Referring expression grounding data
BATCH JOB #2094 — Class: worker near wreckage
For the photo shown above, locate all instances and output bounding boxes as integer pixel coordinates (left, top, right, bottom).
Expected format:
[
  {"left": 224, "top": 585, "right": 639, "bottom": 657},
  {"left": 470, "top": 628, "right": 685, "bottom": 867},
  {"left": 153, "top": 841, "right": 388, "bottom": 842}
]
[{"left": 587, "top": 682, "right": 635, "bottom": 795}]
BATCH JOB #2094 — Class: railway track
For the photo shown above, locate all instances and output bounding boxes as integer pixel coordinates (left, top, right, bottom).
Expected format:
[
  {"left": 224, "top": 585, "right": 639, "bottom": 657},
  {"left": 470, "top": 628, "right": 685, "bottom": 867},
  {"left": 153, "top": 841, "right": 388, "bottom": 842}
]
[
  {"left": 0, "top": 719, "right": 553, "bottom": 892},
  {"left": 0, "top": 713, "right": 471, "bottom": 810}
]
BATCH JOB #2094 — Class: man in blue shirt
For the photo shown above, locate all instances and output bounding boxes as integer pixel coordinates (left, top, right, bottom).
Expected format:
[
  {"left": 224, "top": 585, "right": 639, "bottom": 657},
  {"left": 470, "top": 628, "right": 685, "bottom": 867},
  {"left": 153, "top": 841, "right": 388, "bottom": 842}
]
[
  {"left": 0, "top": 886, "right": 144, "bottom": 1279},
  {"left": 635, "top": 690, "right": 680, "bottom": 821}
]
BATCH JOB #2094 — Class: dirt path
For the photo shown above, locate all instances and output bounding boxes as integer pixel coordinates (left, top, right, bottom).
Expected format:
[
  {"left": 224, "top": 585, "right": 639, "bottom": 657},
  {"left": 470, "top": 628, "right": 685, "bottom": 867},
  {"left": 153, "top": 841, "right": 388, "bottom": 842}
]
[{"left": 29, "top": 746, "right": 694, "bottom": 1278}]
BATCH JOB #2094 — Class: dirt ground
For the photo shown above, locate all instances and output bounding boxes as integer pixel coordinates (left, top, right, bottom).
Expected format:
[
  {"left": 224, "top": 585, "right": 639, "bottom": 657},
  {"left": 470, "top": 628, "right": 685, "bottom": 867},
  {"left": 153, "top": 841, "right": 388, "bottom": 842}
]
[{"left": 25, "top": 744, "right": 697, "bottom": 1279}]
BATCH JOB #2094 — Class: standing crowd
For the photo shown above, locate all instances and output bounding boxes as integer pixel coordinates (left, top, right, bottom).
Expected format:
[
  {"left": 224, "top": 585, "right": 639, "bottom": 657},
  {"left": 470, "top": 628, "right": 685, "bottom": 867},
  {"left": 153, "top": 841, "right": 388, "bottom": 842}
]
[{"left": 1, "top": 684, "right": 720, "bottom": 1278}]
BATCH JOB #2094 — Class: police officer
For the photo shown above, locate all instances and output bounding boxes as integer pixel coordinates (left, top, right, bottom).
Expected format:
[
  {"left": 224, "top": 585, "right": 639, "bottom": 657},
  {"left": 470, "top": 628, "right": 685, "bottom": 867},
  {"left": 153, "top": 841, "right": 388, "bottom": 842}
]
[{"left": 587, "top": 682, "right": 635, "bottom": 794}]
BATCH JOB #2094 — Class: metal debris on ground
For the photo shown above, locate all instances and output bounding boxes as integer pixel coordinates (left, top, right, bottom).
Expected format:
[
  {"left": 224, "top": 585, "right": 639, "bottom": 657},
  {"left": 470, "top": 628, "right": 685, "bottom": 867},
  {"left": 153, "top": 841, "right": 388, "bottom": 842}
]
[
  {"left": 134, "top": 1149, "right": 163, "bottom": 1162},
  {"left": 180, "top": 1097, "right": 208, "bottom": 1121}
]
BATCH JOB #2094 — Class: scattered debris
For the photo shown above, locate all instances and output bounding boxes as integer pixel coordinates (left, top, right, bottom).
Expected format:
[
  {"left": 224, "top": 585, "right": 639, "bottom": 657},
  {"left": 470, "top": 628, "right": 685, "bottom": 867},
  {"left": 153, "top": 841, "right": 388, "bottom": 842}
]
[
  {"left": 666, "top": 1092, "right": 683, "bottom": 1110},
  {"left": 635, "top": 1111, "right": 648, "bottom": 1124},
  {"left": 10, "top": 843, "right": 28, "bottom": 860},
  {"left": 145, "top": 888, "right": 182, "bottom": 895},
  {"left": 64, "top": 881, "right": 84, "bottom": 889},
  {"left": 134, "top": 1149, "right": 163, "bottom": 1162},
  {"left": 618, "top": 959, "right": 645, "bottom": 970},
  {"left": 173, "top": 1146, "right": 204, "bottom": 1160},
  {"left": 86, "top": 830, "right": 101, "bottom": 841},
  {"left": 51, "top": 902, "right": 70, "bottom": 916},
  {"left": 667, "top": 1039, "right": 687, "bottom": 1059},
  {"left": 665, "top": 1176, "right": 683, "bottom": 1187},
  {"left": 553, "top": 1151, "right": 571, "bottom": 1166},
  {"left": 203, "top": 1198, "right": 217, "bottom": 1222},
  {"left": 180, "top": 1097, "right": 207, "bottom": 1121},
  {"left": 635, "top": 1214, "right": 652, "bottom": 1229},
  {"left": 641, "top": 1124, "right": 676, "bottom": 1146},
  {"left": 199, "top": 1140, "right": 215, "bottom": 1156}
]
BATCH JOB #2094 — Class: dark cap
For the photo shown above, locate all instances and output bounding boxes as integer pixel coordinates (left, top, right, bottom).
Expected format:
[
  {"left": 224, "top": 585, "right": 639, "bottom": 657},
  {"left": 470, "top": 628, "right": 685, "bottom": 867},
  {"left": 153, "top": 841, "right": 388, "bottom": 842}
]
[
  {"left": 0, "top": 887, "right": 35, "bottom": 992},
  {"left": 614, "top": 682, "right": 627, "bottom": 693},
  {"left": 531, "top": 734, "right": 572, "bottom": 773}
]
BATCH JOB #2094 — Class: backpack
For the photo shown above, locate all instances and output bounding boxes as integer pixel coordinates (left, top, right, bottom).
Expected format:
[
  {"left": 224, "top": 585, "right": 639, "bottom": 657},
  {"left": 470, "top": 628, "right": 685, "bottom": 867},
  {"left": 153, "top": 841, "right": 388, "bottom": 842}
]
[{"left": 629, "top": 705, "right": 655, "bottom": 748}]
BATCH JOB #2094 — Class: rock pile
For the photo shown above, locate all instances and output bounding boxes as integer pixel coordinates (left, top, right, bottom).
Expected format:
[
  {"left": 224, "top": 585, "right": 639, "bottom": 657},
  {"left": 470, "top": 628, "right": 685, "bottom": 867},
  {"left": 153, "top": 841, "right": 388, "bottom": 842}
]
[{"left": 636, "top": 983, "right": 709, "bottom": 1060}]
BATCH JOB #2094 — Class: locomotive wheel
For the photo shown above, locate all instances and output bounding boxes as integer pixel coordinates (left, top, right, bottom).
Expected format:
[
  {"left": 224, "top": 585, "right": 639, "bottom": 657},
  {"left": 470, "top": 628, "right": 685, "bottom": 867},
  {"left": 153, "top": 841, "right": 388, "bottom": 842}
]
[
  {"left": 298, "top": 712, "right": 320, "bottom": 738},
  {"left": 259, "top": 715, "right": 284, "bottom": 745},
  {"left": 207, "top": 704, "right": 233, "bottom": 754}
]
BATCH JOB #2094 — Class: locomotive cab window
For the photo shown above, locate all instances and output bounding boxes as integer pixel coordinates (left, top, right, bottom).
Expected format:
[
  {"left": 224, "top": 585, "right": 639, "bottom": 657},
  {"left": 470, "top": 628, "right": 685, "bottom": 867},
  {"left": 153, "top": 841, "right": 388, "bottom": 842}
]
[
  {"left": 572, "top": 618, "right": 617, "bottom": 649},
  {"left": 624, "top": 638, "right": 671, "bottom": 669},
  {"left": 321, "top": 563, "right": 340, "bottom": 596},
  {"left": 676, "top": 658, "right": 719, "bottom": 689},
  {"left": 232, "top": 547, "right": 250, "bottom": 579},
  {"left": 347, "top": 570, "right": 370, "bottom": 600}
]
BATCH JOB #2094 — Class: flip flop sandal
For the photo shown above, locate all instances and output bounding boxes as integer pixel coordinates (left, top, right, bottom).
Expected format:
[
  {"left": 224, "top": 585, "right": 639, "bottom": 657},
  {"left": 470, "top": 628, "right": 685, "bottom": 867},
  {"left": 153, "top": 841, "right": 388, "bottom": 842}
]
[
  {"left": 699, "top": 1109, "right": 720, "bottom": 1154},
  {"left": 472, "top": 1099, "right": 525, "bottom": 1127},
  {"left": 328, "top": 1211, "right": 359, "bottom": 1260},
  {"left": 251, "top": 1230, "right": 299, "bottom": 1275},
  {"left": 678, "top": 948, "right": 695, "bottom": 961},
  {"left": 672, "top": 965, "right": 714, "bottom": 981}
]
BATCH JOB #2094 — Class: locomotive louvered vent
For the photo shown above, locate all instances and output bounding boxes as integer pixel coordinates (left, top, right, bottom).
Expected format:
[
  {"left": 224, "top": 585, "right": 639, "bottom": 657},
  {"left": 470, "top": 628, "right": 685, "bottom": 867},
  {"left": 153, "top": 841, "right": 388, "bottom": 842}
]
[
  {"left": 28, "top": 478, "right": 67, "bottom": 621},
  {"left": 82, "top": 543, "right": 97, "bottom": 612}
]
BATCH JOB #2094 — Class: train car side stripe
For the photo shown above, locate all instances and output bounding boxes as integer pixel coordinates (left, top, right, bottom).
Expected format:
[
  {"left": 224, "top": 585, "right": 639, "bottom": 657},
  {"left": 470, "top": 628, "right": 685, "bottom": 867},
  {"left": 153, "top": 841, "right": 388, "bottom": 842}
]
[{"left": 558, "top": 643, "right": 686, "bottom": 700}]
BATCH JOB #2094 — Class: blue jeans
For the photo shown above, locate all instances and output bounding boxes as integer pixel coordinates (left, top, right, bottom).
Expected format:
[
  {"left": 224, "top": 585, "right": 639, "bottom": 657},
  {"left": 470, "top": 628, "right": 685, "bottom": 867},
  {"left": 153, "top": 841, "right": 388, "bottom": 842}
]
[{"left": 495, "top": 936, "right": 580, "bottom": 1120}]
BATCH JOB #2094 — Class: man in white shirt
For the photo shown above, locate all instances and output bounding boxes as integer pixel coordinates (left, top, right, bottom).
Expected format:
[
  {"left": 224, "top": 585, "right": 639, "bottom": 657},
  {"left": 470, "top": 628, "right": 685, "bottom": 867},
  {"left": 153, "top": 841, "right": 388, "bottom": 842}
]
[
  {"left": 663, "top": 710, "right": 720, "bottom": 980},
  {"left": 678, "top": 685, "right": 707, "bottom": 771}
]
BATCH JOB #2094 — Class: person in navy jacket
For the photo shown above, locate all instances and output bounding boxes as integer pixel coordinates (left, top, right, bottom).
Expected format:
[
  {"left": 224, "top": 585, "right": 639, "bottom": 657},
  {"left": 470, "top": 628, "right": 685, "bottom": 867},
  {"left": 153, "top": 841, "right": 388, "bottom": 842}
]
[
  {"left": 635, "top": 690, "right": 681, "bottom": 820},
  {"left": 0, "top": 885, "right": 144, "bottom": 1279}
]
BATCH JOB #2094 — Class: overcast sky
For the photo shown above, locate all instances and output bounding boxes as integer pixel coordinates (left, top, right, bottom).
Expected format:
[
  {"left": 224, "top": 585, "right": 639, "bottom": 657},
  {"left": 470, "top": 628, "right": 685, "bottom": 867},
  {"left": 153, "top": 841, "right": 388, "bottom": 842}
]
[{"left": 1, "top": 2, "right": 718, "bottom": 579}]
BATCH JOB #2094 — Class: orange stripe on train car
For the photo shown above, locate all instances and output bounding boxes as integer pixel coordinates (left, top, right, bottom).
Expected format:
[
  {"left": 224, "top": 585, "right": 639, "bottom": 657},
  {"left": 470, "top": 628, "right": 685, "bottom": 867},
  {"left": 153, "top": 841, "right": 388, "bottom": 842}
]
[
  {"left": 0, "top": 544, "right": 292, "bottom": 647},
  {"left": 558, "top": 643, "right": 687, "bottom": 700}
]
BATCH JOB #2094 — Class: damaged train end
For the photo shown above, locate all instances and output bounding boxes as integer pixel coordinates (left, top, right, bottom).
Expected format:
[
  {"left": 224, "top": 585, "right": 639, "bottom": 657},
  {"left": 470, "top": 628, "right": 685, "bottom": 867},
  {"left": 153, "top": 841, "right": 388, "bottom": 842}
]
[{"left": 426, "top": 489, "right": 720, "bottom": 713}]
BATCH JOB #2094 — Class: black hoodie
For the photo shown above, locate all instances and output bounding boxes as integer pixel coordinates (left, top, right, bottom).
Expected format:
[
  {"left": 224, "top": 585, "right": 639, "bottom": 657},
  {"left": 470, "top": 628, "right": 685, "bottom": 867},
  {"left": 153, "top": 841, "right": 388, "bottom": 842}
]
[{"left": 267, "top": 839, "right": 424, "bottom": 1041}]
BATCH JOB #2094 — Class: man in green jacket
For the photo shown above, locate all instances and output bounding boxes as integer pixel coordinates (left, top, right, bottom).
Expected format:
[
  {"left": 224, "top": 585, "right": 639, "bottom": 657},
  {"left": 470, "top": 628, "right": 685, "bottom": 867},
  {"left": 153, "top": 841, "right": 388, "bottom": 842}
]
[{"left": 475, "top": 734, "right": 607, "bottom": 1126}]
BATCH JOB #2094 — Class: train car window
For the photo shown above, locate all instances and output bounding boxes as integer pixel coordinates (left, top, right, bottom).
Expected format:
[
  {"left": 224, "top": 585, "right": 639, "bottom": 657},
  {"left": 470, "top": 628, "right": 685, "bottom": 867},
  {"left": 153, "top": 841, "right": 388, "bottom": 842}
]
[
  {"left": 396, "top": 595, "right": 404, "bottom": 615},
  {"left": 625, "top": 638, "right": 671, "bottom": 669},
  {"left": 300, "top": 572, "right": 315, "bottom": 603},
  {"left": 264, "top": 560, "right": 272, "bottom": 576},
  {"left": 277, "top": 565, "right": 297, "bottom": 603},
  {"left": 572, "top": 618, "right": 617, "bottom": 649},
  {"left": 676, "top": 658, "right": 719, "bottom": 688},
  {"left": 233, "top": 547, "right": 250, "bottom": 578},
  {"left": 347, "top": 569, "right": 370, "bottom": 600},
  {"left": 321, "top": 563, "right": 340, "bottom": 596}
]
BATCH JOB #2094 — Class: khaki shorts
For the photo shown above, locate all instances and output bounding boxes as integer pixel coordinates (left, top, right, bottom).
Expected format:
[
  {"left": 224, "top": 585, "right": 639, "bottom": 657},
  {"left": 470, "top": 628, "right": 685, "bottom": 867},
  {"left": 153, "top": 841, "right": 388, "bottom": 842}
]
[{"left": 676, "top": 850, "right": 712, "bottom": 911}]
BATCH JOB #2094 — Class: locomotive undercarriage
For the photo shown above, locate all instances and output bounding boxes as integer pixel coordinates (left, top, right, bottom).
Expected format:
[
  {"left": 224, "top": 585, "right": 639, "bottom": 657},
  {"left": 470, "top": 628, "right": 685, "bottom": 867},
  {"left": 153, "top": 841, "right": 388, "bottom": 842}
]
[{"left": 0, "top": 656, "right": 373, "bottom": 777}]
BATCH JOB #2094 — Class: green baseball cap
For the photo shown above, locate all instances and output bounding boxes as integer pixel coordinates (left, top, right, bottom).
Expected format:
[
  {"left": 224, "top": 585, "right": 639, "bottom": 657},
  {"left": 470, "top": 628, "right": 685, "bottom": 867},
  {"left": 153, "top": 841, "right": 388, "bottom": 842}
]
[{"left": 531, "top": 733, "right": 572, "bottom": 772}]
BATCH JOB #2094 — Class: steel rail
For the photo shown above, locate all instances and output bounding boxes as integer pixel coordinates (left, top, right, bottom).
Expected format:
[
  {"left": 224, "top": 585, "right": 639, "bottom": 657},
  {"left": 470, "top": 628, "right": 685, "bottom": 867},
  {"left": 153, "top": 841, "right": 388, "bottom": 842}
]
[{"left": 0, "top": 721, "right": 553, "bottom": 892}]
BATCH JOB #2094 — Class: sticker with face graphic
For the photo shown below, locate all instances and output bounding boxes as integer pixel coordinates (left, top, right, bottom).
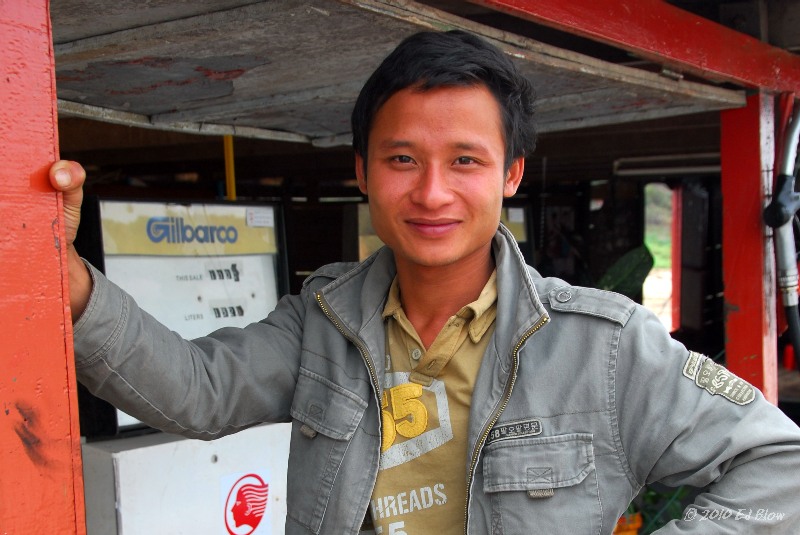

**WHAT TO DO:** The lines holding the word "debris" are the answer. Find them in the entries and copy them.

**RESPONSE TO THE TASK:**
BATCH JOB #2094 — Class: metal debris on ground
BATCH JOB #2094 — Class: scattered debris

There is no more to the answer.